_Description of the task:_
Below are entries. Pull out all lines containing "tree".

_Records from a data collection:_
__________________________________________________

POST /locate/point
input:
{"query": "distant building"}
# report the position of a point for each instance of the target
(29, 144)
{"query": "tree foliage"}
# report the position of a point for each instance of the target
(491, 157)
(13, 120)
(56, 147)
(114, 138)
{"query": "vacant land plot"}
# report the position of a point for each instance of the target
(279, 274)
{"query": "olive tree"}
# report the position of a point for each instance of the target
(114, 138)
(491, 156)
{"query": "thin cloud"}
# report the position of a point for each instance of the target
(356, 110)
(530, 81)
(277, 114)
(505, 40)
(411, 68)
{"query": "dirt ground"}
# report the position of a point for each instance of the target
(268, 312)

__________________________________________________

_Written response:_
{"query": "tree foliage"}
{"query": "olive tree"}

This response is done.